=== Texto fornecido ===
André Rainho das Neves e Rafael Lutti. Fotos: Divulgação  

Após quase seis meses desde sua publicação, entra em vigor hoje a Lei nº 14.478, de 21 de dezembro de 2022 ("Lei de Ativos Virtuais"), que dispõe sobre as diretrizes e futura regulamentação a serem observadas com relação aos ativos virtuais, incluindo regras aplicáveis às prestadoras de serviços com ativos virtuais ("VASPs", do termo em inglês virtual assets service providers).

Resultado de um longo debate no Congresso Nacional iniciado com o Projeto de Lei nº 2.303 proposto em 2015, a Lei de Ativos Virtuais inaugura a legislação específica para regulamentação do mercado de criptoativos, abrindo espaço para o desenvolvimento da criptoeconomia agora sob regulamentação setorial.

Em texto legal amplo, a Lei de Ativos Virtuais criou os conceitos estruturantes de ativos virtuais e VASPs (arts. 3º e 5º); definiu os princípios orientadores da regulamentação infralegal futura (art. 4º); e, mais importante, outorgou novas competências para regulamentação e supervisão do setor a um ou mais órgãos da Administração Pública Federal (arts. 6º e 7º), então indefinidos.

Em linha com essa outorga de competências "em branco", a Lei de Ativos Virtuais tem caráter essencialmente principiológico - dos seus 14 artigos, 9 apresentam eficácia limitada e dependem de regulamentação infralegal para produzirem efeitos.

Foi apenas semana passada, por meio da publicação do Decreto nº 11.563 de 14 de junho de 2023, que os primeiros avanços relativos ao arranjo institucional que regulará o mercado de ativos virtuais tomaram corpo: ao BCB foi delegada a competência de editar os normativos a respeito do tema, ainda que sem prejuízo da atuação de outros reguladores nas suas respectivas esferas de competência.
=== Linhas exibidas ===
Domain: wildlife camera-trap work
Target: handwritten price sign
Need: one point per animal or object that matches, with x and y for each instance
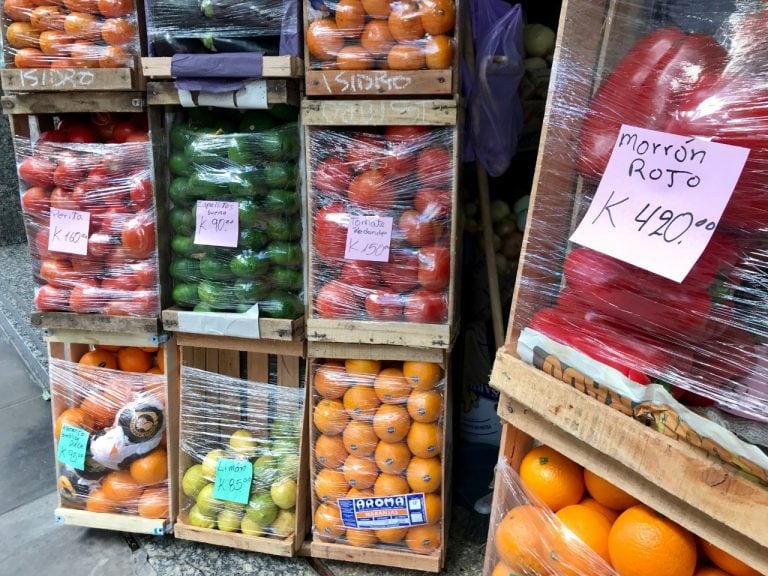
(69, 231)
(233, 480)
(73, 442)
(368, 238)
(216, 223)
(660, 200)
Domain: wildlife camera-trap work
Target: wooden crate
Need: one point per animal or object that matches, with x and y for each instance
(251, 360)
(344, 114)
(331, 82)
(686, 485)
(71, 347)
(390, 557)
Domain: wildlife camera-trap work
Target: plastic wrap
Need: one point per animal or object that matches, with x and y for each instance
(109, 430)
(689, 71)
(381, 211)
(70, 34)
(90, 217)
(249, 428)
(377, 462)
(249, 160)
(369, 34)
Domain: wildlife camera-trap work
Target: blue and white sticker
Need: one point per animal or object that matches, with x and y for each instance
(400, 511)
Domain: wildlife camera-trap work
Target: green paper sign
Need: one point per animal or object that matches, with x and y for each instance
(233, 480)
(72, 445)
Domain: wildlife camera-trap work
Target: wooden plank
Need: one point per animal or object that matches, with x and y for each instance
(66, 79)
(699, 492)
(53, 103)
(118, 522)
(269, 328)
(379, 112)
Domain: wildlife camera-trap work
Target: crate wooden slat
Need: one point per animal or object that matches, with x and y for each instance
(687, 485)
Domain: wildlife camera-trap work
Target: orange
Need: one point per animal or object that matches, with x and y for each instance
(424, 440)
(133, 360)
(422, 375)
(360, 538)
(391, 423)
(154, 502)
(644, 542)
(99, 359)
(330, 417)
(606, 493)
(361, 402)
(391, 535)
(120, 487)
(438, 16)
(406, 57)
(553, 478)
(359, 438)
(329, 451)
(390, 485)
(725, 561)
(74, 417)
(589, 525)
(609, 514)
(425, 405)
(424, 474)
(391, 386)
(330, 485)
(98, 502)
(359, 472)
(150, 469)
(328, 522)
(438, 52)
(324, 39)
(392, 457)
(522, 539)
(423, 539)
(331, 380)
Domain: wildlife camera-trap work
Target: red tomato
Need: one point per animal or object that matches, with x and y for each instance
(417, 230)
(138, 236)
(401, 273)
(336, 300)
(37, 171)
(332, 176)
(360, 273)
(382, 305)
(330, 233)
(434, 267)
(372, 189)
(433, 167)
(35, 201)
(426, 307)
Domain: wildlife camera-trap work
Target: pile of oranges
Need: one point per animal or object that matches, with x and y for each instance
(377, 432)
(394, 35)
(625, 537)
(140, 486)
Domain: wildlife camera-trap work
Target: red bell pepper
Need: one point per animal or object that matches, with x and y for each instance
(645, 88)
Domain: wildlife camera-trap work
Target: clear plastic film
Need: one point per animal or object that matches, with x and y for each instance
(88, 203)
(693, 71)
(381, 216)
(239, 454)
(371, 34)
(109, 430)
(70, 34)
(236, 218)
(377, 454)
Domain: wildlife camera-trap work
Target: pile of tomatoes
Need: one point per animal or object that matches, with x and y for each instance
(367, 34)
(404, 173)
(71, 33)
(100, 165)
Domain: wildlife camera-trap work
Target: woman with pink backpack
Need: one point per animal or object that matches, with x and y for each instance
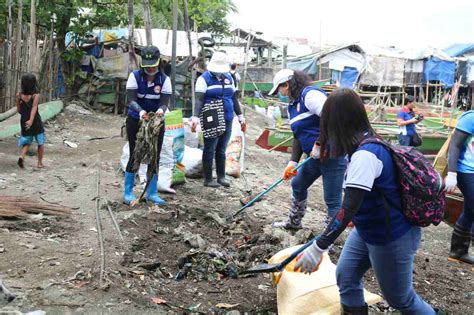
(383, 238)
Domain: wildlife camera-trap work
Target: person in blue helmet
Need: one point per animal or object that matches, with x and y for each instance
(407, 121)
(306, 104)
(148, 90)
(217, 83)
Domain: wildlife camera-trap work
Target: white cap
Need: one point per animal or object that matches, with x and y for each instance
(219, 63)
(281, 77)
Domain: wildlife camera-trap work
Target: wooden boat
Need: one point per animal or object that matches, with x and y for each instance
(271, 137)
(267, 86)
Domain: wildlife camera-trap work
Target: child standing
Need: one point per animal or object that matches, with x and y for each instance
(30, 121)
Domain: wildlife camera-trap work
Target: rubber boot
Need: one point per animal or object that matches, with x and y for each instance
(208, 180)
(354, 310)
(297, 212)
(220, 170)
(460, 242)
(152, 192)
(128, 196)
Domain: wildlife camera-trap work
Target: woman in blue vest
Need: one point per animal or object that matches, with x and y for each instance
(461, 174)
(217, 83)
(306, 103)
(382, 239)
(148, 90)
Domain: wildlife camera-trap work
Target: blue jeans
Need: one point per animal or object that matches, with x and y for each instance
(404, 140)
(332, 171)
(466, 185)
(393, 268)
(217, 146)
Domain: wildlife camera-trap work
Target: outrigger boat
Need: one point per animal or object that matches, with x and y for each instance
(281, 137)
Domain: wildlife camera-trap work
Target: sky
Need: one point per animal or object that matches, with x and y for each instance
(402, 23)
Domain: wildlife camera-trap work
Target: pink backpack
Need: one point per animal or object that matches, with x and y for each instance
(421, 186)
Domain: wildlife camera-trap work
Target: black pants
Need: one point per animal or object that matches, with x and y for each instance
(132, 130)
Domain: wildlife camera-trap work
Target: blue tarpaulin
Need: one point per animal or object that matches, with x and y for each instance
(436, 69)
(458, 50)
(349, 77)
(307, 65)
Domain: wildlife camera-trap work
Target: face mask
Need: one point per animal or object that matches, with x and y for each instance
(151, 71)
(217, 74)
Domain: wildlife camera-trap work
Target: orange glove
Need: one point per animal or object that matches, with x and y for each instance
(290, 172)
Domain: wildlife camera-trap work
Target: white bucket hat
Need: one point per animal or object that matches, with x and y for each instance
(219, 63)
(281, 77)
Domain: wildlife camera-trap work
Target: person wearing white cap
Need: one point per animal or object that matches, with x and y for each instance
(306, 104)
(216, 84)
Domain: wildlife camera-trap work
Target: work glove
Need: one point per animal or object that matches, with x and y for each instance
(450, 182)
(194, 123)
(316, 151)
(290, 170)
(143, 115)
(310, 259)
(243, 124)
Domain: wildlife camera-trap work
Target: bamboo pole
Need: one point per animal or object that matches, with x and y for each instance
(193, 71)
(247, 47)
(8, 64)
(19, 27)
(32, 38)
(173, 54)
(131, 36)
(147, 20)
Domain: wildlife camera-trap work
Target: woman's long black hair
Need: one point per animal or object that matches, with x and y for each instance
(343, 123)
(297, 83)
(29, 85)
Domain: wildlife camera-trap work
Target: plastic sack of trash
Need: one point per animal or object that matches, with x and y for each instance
(234, 164)
(316, 293)
(171, 169)
(192, 161)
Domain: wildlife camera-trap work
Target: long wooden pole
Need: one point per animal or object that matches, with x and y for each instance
(131, 31)
(193, 73)
(32, 39)
(244, 79)
(173, 53)
(8, 65)
(19, 29)
(147, 20)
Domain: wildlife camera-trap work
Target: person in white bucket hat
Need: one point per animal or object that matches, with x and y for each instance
(217, 84)
(306, 104)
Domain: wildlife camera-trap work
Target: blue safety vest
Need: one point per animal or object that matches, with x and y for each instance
(149, 93)
(220, 90)
(304, 124)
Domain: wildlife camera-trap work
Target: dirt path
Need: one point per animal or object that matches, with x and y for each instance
(53, 263)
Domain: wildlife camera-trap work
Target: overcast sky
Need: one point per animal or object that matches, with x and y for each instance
(404, 23)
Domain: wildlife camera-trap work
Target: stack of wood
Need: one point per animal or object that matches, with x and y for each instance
(17, 207)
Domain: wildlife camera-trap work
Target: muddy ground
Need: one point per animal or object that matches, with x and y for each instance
(179, 258)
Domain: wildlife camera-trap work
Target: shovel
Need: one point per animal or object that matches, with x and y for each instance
(260, 195)
(262, 268)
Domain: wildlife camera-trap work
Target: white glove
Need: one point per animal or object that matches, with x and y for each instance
(310, 259)
(450, 182)
(316, 151)
(194, 123)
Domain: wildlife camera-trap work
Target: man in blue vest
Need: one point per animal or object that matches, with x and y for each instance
(217, 84)
(148, 90)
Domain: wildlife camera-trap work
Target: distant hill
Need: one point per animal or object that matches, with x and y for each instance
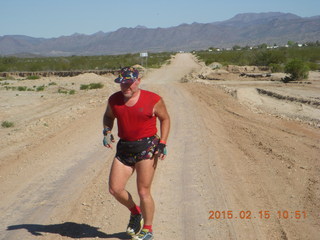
===
**Exercícios:**
1. Segundo o texto sobre a Lei de Ativos Virtuais, a que órgão o Decreto nº 11.563 delegou a competência de editar os normativos sobre o tema?
2. Reproduza o trecho do texto sobre a Lei de Ativos Virtuais começando em "Resultado de um" e terminando em "sob regulamentação setorial.".
3. Dê continuidade ao texto sobre a Lei de Ativos Virtuais a partir do ponto em que ele termina.
As linhas não têm relação com o texto sobre a Lei de Ativos Virtuais.

**Respostas:**
1. Ao BCB.

2.
Resultado de um longo debate no Congresso Nacional iniciado com o Projeto de Lei nº 2.303 proposto em 2015, a Lei de Ativos Virtuais inaugura a legislação específica para regulamentação do mercado de criptoativos, abrindo espaço para o desenvolvimento da criptoeconomia agora sob regulamentação setorial.

3.
Ativos virtuais x Criptomoedas

O art. 3º da lei prevê uma definição genérica de ativos virtuais, abrangendo qualquer "representação digital de valor que pode ser negociada ou transferida por meios eletrônicos e utilizada para realização de pagamentos ou com propósito de investimento", excetuando apenas alguns ativos específicos desse conceito amplo . Apesar de ser comumente referida como o "Marco Legal das Criptomoedas", a Lei de Ativos Virtuais apresenta um escopo muito maior; abrange não apenas as criptomoedas e os outros tipos de criptoativos negociados como forma de investimento através de exchanges, mas também várias outras possíveis aplicações econômicas da tecnologia de criptografia, as quais não se limitam ao sistema financeiro4 .

Nesses termos, para ser efetivo sem ser excessivo, o arcabouço normativo a ser criado pelo BCB precisará estar atento ao vasto universo de modelos de negócios que estão sendo desenvolvidos no âmbito da economia digital, e não apenas às criptomoedas e outros ativos financeiros atrelados a criptoativos.

Além desses, a Lei de Ativos Virtuais também prevê dispositivos específicos destinados à prevenção de fraudes e crimes de lavagem de dinheiro que utilizem ativos virtuais ou envolvam VASPs, bem como referência expressa à aplicação do Código de Defesa do Consumidor em operações de consumo no mercado de ativos virtuais.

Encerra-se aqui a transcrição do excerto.